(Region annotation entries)
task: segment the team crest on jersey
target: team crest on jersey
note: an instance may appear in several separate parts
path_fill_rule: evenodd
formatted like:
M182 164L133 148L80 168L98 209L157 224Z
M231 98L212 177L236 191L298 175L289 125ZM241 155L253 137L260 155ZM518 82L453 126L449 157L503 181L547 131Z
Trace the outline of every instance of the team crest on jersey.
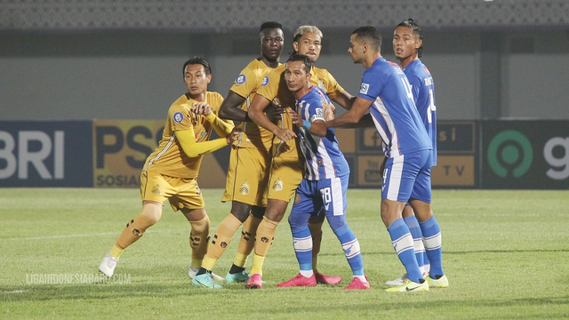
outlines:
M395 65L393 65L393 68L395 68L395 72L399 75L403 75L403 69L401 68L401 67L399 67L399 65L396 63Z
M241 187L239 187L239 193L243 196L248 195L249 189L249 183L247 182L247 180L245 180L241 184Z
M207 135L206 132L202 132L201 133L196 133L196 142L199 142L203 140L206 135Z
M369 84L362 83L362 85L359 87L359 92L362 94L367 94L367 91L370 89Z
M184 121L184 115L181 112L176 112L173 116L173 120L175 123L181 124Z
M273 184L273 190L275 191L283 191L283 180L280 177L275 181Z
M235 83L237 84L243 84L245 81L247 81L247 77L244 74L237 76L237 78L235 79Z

==

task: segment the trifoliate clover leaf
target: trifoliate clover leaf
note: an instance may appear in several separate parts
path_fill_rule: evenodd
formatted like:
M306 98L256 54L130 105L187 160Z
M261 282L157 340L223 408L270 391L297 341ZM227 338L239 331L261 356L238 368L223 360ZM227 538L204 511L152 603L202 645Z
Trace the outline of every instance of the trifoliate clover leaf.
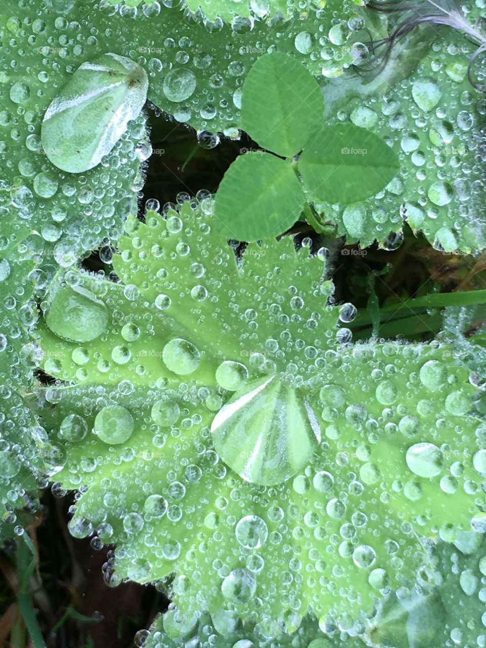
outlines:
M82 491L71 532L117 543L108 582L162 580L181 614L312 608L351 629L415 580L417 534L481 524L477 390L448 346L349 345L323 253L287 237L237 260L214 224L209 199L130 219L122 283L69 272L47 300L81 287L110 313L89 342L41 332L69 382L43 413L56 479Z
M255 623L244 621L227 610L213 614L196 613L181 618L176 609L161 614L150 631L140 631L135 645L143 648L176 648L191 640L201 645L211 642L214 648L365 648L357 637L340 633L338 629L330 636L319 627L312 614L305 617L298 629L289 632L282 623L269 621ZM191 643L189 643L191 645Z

Set task
Please give the lines between the one containing "task: segment the team crest on jersey" and the one containing "M235 83L237 84L243", inclusive, as a numbered list, skipping blank lines and leaving out the pictures.

Solution for this problem
1. task: segment the team crest on jersey
2. target: team crest on jersey
3. note: an instance may appear in several separate parts
4. path_fill_rule: evenodd
5. formatted like:
6. M182 164L133 148L80 168L98 209L157 224Z
7. M231 98L212 177L236 191L298 175L289 125ZM241 155L253 137L260 155ZM518 82L453 126L449 157L503 181L547 131Z
8. Trace the outline of every instance of the team crest on jersey.
9. outlines:
10. M395 65L393 65L393 68L395 68L395 72L399 75L403 75L403 69L401 68L401 67L399 67L399 65L396 63Z
11. M241 187L239 187L239 193L243 196L248 195L249 189L249 183L247 182L247 180L245 180L241 184Z
12. M207 135L206 132L202 132L201 133L196 133L196 142L199 142L203 140L206 135Z
13. M369 84L362 83L362 85L359 87L359 92L362 94L367 94L367 91L370 89Z
14. M184 121L184 115L181 112L176 112L173 116L173 120L175 123L181 124Z
15. M273 184L273 190L275 191L283 191L283 180L280 177L275 181Z
16. M235 83L237 84L243 84L245 81L247 81L247 77L244 74L237 76L237 78L235 79Z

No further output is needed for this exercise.